▸ **Texte extrait**:
2.2.3 - L’attachement  père/enfant

L’attachement  peut être défini comme un lien fort et durable qui se caractérise par la tendance à rechercher et à maintenir une proximité avec une figure spécifique, en particulier dans des situations de  stress, (J. Bowlby, 1969, 1982 ; M. Ainsworth, 1973).

Il ne s’agit pas d’un comportement mais d’un  lien émotionnel  qui unit deux personnes spécifiques d’une manière permanente et durable. (V. Colin, 1999)

 L’attachement  est un concept extrêmement important dans le domaine de la Psychologie du Développement et, en particulier, en ce qui concerne l’étude des relations précoces entre les parents et les nouveau-nés, car cela montre de quelle façon les interactions précoces entre le bébé et ses figures de référence (en général le père) influencent le développement humain.

Le psychanalyste anglais J. Bowlby a étudié, pendant les années 50 et 60, les effets de la séparation temporaire entre un enfant âgé jusqu’à 5 ans et celui qui prend soin de lui (caregiver selon la version originale) dans des contextes familiaux inconnus. Ces études ont été le point de départ de la Theory of attachment, qui défend la tendance « d'un enfant à attacher particulièrement à une figure » (J. Bowlby, 1969a, p. 309) - notion de monotropie - habituellement la mère, et qui origine chez l’enfant une sensation de protection et sécurité. La phase critique de ce processus surgirait entre l’âge de 6 à 9 mois, période pendant laquelle le lien entre mère et bébé se renforce et consolide. Ce lien se manifeste chez l’enfant par des comportements tels que les pleurs, les sourires, les appels, l’approximation ou la protestation, lorsqu’il est avec des personnes qu’il ne connaît pas. La séparation ou la perte de la mère lors de la première enfance entrainerait des conséquences durables et significatives en termes de développement personnel.

M. Ainsworth et ses collaborateurs (1967, 1973) ont utilisé des observations naturalistes à propos du rapport de l’enfant avec sa mère (Uganda et Baltimore) et ont constaté, par la suite, que les enfants qui avaient certaines expériences organisaient leur comportement d’attachement de manière différente.

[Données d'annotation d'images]
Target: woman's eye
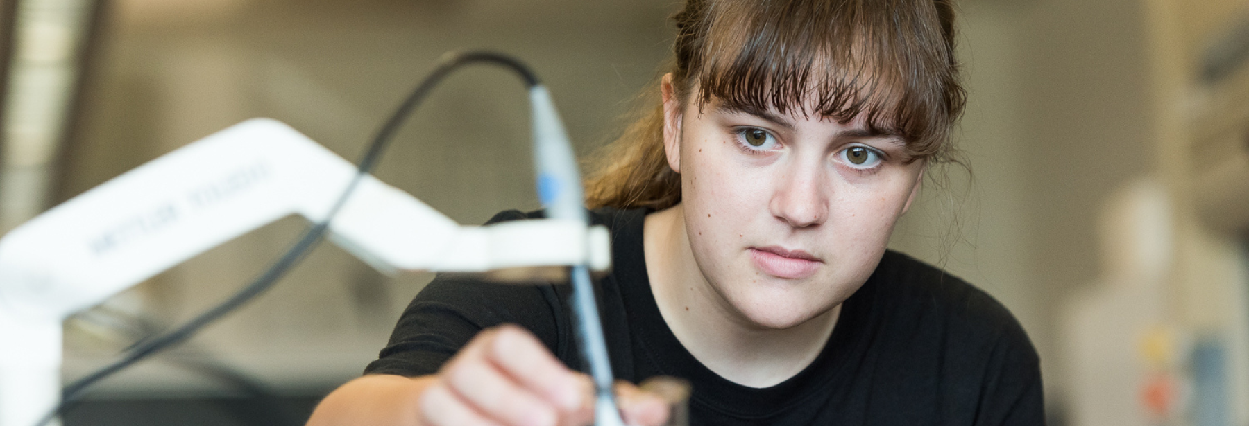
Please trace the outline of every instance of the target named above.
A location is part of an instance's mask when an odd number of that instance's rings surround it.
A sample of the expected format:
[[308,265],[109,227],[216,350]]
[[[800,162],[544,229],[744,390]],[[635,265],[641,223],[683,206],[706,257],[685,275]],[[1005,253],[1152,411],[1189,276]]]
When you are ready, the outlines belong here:
[[841,157],[854,168],[872,168],[881,162],[881,154],[868,147],[849,147],[842,149]]
[[749,151],[767,151],[776,146],[777,138],[762,128],[743,128],[737,131],[742,147]]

▸ **Consignes**:
**A.** D'après le texte sur l'attachement, entre quels âges surgirait la phase critique du processus décrit par J. Bowlby ?
**B.** Prolongez le texte sur l'attachement à la suite de sa dernière phrase.
Les données n'ont aucun lien avec le texte sur l'attachement.

▸ **Réponses aux consignes**:
**A.** Entre 6 et 9 mois.

**B.**
Dans un contexte d’observation en laboratoire, M. Ainsworh et Witting (1969) ont créé un procédé intitulé situation étrange  afin de pouvoir observer des différences individuelles quant au comportement d’attachement des enfants. La  situation étrange  consiste à confronter des enfants, âgés de 11 et de 18 mois, à une situation d’anxiété modérée, et à les placer dans un endroit qu’ils ne connaissent pas, en les séparant pendant deux courtes périodes (de 3 et de 6 minutes) de la figure concernée par l’attachement. De cette façon, le comportement de 106 enfants américains a été observé, ce qui a permit d’identifier trois types différents de comportement d’attachement : la sécurité,  l’évitement  et  la résistance. En ce qui concerne le comportement de sécurité, et à la suite du moment de stress, l’enfant s’approche de la figure d’attachement sans rancœur ou sans colère, et continue à jouer après un certain temps. Quant à l’évitement, et après un bref éloignement, l’enfant agit sans donner beaucoup d’importance à la figure d’attachement, ne réagissant guère à sa salutation et à ses stimulations. Finalement, quant au comportement de résistance, et lorsqu’il retrouve la figure d’attachement, l’enfant affiche des comportements d’anxiété et des sentiments confus vis-à-vis de la figure d’attachement, tels que des comportements agressifs. L’enfant peut aussi pleurer et demander qu’on le porte.

Quelques années plus tard, Main et Solomon (1986, 1990) ont identifié un quatrième type de comportement d’attachement, appelé  désorganisé/désorienté. Celui-ci se caractériserait par l’adoption de comportements étranges, de la part de l’enfant, tels qu’un mélange de comportements agressifs et de comportements d’attachement, des signes d’anxiété, de dépression, un comportement d’évitement et/ou d’agressivité.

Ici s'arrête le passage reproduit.